* **Extracted information**:
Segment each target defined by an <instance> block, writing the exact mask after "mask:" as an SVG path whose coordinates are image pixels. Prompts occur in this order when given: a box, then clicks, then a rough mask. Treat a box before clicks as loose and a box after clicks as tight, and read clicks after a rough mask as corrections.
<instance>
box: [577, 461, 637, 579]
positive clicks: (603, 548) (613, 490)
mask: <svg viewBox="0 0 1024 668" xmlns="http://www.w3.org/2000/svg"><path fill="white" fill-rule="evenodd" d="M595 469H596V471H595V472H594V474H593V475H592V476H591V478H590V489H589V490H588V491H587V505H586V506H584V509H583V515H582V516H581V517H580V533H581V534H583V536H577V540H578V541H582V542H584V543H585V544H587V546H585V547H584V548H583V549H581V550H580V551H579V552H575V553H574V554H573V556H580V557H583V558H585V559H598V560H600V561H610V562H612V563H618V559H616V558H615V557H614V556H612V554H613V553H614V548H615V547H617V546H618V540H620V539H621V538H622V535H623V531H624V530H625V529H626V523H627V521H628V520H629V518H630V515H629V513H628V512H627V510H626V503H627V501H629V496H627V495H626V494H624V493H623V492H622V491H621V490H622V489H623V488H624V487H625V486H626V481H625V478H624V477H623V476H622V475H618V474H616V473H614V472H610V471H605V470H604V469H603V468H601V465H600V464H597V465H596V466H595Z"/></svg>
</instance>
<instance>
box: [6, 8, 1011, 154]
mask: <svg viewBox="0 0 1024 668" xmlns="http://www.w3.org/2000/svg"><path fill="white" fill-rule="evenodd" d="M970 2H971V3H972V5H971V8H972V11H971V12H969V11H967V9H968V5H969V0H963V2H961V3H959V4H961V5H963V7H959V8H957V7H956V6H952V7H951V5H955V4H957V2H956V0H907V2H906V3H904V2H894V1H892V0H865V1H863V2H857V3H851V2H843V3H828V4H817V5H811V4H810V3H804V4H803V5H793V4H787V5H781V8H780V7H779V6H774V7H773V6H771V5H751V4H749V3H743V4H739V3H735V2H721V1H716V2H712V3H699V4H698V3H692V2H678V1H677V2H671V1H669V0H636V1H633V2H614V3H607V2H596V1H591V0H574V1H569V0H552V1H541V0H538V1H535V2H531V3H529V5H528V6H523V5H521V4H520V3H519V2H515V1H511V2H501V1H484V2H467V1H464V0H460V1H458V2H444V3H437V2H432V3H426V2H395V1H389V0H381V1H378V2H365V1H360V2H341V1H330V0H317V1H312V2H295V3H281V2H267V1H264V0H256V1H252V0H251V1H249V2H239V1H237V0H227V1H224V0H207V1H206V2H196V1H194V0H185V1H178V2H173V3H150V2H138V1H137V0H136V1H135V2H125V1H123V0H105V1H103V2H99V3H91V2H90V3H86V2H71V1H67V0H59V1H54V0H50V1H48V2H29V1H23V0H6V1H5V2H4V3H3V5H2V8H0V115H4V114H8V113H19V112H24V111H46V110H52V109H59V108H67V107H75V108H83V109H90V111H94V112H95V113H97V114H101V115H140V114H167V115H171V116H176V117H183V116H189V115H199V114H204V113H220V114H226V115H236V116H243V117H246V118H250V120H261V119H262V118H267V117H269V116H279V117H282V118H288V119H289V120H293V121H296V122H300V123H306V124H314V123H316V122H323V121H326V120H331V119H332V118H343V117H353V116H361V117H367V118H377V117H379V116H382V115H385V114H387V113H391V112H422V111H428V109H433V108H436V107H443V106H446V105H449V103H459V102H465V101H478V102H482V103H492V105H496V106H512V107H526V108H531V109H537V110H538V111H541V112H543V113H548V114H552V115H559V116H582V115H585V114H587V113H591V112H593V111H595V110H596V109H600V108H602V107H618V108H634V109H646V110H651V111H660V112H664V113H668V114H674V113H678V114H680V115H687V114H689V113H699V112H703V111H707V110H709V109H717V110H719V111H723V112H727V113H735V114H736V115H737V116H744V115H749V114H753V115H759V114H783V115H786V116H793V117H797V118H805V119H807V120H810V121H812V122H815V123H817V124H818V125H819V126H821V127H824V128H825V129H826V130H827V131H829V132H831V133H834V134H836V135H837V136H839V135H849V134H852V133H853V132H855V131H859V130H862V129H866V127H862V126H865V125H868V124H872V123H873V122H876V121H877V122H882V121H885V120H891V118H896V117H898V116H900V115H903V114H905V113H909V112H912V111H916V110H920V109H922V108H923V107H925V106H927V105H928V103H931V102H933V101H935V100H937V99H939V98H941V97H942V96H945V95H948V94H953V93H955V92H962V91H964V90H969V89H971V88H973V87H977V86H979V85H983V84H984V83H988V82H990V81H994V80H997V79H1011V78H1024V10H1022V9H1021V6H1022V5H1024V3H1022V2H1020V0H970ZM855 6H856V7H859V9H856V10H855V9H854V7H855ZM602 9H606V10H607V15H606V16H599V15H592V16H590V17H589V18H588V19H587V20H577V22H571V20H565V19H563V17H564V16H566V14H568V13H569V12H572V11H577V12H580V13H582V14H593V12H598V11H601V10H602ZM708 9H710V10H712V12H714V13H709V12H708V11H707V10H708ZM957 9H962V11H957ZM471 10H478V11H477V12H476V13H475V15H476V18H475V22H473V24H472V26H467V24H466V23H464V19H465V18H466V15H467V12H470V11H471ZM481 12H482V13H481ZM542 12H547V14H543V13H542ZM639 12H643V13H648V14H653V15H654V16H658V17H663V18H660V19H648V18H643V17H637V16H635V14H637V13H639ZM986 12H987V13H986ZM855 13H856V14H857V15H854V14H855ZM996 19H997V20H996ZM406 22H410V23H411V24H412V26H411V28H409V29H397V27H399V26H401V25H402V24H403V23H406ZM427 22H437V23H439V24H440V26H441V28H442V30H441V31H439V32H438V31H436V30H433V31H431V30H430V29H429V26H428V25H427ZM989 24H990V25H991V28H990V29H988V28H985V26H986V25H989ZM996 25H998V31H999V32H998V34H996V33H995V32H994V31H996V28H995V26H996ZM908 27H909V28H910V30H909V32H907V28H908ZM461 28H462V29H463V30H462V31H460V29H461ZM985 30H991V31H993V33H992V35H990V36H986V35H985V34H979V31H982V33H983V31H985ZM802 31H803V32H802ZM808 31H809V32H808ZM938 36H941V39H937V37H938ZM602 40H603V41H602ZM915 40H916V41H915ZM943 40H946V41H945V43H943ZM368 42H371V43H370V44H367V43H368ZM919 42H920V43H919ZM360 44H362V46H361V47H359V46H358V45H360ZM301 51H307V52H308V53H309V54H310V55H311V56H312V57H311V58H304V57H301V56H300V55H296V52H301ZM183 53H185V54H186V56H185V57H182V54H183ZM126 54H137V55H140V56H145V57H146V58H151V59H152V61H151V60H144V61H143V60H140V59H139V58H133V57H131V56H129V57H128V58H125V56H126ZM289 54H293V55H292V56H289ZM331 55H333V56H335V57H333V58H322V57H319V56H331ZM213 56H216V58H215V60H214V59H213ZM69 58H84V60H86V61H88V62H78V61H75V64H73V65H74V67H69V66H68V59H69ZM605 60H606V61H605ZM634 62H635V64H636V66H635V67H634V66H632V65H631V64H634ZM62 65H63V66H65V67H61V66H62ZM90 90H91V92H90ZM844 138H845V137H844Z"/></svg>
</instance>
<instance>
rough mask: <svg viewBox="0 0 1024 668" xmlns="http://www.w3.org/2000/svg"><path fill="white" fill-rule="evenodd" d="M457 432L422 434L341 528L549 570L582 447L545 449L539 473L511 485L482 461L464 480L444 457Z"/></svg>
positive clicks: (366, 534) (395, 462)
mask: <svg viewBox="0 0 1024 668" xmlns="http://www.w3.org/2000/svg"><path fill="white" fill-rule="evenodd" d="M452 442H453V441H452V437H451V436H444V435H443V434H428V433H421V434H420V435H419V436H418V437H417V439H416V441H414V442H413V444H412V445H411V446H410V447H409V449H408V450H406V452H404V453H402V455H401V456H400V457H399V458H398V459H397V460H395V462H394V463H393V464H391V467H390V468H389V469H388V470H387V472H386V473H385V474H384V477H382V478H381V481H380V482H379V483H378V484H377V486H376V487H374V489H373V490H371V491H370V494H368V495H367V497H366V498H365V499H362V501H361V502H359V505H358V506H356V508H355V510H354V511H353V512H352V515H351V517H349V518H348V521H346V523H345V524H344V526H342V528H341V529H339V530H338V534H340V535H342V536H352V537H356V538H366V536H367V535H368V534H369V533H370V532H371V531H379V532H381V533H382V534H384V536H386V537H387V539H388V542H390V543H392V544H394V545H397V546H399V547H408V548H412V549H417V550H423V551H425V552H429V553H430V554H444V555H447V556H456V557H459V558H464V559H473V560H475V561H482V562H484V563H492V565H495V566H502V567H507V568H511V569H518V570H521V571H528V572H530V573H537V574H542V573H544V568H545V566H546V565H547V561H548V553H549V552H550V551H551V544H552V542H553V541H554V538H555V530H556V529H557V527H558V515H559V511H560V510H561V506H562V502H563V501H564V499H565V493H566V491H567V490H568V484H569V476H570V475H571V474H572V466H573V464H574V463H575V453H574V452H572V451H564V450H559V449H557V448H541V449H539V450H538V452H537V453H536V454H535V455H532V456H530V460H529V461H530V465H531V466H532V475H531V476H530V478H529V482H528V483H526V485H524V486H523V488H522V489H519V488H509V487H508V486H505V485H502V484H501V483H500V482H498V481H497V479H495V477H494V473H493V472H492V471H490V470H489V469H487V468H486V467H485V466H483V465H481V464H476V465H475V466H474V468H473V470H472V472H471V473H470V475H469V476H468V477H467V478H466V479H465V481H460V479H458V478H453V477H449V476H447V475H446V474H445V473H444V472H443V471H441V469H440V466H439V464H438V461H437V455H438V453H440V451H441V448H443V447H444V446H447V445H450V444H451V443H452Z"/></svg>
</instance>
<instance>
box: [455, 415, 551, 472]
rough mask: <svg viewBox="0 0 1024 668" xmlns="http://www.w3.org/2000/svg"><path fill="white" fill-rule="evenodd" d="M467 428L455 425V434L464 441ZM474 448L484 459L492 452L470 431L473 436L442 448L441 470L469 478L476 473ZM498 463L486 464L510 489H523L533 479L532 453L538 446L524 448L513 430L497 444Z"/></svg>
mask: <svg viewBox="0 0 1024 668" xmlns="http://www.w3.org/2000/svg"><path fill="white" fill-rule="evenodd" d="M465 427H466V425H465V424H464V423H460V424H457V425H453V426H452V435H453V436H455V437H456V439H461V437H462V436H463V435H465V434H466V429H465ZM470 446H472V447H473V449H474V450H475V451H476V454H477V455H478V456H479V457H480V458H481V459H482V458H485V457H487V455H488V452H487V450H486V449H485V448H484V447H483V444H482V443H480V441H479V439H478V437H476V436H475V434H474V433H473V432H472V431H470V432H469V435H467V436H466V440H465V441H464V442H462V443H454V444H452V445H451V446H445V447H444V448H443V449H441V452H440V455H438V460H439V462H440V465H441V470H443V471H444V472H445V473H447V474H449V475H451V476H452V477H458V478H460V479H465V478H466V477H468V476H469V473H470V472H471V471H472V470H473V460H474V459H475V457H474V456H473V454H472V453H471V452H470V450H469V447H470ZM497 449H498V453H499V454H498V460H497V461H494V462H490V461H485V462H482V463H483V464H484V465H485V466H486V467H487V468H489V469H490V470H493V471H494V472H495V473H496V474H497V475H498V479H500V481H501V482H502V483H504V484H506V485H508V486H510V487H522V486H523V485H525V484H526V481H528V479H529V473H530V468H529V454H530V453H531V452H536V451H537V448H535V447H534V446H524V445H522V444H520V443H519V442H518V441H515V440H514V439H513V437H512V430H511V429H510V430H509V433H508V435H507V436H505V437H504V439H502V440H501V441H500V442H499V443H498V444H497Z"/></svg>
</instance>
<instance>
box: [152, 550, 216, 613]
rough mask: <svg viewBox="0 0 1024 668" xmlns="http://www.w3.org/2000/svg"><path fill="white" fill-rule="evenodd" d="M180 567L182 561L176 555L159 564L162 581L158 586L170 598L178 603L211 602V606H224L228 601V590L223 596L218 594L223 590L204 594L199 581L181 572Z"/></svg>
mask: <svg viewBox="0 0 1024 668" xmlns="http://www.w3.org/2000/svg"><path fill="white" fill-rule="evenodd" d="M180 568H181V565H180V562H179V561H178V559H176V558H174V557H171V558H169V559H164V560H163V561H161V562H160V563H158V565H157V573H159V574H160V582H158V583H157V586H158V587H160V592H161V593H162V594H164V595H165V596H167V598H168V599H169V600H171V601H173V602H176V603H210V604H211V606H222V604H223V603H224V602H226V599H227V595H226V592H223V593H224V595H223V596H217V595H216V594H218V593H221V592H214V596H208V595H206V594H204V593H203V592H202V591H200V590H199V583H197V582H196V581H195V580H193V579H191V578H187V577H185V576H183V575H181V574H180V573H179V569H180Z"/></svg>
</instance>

* **Task brief**:
Copy the records above exactly, from the first line through the line containing "box: [577, 461, 637, 579]", and include nothing else.

* **Expected answer**:
Segment each target defined by an <instance> block, writing the exact mask after "mask:" as an SVG path whose coordinates are image pixels. Prompts occur in this order when given: a box, then clicks, then a rough mask. Treat a box before clicks as loose and a box after clicks as tight, and read clicks after a rough mask as corrections.
<instance>
box: [577, 461, 637, 579]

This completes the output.